## [Task inputs]
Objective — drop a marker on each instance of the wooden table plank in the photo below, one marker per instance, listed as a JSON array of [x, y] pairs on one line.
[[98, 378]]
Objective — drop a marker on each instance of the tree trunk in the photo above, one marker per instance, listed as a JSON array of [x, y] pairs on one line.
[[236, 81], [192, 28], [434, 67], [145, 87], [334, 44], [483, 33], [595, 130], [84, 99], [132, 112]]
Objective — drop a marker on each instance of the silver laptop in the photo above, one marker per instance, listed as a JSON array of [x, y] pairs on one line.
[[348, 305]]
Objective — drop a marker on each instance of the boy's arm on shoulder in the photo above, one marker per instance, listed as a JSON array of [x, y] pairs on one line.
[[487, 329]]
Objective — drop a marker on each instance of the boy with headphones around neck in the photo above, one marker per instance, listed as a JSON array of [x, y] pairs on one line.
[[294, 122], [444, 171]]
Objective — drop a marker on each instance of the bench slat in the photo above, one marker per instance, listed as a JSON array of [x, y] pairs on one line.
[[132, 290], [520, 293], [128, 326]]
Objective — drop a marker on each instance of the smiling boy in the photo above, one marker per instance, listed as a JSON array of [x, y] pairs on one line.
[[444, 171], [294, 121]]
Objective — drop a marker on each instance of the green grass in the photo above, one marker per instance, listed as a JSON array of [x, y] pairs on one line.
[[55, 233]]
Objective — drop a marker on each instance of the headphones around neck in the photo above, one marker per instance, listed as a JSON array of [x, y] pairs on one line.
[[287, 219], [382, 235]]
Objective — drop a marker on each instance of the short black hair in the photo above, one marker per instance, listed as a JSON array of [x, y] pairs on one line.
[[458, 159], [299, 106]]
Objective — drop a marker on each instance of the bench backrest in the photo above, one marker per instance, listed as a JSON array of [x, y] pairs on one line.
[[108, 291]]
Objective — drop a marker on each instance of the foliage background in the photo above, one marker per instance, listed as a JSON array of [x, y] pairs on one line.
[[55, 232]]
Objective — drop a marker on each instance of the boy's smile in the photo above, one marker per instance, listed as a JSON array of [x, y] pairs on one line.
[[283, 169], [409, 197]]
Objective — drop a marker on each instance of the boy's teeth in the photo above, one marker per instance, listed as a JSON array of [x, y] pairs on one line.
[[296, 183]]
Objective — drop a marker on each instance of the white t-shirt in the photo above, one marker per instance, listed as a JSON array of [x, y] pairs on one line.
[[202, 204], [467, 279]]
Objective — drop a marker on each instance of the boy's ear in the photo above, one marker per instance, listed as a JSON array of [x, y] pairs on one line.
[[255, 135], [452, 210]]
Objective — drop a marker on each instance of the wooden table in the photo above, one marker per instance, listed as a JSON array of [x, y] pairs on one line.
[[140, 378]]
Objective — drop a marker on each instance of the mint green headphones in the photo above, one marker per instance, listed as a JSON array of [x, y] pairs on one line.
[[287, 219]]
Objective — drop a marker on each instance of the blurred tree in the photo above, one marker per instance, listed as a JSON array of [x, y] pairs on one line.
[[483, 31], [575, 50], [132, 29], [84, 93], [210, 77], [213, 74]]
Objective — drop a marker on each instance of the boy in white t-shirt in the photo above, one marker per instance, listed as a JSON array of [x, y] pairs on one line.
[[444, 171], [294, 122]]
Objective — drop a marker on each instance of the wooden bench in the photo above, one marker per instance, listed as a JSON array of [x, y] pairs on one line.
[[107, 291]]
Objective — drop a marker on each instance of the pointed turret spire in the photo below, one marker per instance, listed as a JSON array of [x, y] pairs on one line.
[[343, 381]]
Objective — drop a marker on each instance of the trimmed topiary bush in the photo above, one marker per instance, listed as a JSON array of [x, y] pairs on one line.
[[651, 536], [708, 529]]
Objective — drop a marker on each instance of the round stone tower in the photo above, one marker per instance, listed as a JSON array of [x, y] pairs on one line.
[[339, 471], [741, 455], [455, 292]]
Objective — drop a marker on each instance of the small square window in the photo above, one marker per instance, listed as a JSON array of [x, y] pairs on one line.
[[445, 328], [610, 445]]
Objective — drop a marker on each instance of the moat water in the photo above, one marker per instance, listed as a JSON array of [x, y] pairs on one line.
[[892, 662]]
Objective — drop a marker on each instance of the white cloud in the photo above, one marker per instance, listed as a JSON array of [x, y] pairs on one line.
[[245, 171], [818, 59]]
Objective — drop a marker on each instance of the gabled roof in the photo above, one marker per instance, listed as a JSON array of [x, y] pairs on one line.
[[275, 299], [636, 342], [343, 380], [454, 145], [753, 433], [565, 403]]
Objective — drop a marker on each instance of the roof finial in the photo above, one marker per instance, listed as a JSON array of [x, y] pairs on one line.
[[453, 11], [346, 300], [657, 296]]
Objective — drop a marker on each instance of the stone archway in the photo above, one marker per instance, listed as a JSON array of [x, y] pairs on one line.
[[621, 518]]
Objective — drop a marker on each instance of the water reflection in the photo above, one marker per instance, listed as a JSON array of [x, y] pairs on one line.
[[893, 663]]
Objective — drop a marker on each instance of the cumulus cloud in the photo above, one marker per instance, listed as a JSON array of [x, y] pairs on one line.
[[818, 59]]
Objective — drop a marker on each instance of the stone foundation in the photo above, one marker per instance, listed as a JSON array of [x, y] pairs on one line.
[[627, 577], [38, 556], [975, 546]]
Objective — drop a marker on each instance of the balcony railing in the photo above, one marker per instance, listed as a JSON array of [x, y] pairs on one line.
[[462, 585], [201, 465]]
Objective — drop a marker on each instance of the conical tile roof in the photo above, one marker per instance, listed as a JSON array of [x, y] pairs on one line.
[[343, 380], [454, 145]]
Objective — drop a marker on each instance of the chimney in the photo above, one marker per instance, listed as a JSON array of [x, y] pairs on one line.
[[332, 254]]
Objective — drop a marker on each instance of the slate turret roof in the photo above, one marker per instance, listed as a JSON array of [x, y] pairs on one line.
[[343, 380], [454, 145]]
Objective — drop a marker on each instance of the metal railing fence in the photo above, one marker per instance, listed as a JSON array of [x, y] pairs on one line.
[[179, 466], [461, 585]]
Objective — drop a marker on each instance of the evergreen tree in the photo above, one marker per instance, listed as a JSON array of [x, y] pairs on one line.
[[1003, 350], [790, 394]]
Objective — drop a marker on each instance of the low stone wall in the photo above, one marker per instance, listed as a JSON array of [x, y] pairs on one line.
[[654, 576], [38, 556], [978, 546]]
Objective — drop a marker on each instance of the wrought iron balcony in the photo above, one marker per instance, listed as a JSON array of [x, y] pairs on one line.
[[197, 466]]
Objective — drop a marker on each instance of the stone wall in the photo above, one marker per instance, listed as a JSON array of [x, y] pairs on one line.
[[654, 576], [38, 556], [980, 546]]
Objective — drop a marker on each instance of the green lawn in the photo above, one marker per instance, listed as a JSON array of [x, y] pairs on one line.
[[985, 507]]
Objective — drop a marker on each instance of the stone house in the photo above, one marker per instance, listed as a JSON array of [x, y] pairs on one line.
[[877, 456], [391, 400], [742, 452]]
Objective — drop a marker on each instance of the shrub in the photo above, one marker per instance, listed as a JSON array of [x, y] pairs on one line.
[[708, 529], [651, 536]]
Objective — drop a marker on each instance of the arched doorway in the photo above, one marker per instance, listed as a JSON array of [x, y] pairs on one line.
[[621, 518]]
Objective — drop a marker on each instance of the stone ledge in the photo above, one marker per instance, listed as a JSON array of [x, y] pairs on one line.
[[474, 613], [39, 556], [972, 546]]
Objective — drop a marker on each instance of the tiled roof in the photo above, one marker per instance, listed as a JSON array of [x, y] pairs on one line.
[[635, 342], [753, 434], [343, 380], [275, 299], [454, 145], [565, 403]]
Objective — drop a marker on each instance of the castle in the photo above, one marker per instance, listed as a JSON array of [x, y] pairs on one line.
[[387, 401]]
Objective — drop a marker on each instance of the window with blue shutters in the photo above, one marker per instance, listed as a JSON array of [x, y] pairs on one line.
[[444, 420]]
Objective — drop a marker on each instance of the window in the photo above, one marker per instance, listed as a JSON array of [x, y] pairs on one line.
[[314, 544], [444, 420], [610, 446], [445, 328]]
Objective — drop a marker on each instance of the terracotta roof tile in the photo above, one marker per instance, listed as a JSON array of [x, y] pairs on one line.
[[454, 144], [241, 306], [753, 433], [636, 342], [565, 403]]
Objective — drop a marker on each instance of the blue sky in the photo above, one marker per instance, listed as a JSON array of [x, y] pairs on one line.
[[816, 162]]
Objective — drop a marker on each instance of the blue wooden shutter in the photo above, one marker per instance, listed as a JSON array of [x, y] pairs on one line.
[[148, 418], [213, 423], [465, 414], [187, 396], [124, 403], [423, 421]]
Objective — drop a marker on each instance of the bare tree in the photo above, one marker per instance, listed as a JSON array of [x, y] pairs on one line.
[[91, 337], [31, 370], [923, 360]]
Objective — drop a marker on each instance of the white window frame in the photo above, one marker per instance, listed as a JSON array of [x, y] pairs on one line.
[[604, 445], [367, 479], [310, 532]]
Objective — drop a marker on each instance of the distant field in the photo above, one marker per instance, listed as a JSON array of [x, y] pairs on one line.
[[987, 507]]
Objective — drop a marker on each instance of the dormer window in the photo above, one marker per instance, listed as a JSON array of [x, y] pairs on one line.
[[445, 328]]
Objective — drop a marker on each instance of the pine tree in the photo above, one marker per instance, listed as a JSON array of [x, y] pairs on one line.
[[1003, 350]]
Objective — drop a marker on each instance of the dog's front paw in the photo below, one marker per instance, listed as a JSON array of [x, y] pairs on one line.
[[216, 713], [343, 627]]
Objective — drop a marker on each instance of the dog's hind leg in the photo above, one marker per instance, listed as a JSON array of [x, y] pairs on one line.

## [Work order]
Print exactly the stretch of lines beginning with the one that holds "Objective — drop a marker on each instance of the dormer" and ending at the last line above.

## [Task output]
Objective — drop a marker on each instance of the dormer window in the photo above, one marker per instance, listed as a JSON array of [x, y] pairs on one line.
[[445, 328]]
Objective — drop a marker on each instance of the pine tree in the photo above, one marker per instance, listed as a JSON array of [x, y] pairs on one line.
[[1003, 350]]
Objective — drop a marker on each instance of the dog's front paw in the photo below, one marker per instance, listed as a JSON array of [x, y] pairs on one line.
[[216, 713], [343, 627]]
Objective — drop a marker on each instance of the dog's hind leg in the photo above, one marker per instance, listed as a JSON array of [x, y] pairs on one line.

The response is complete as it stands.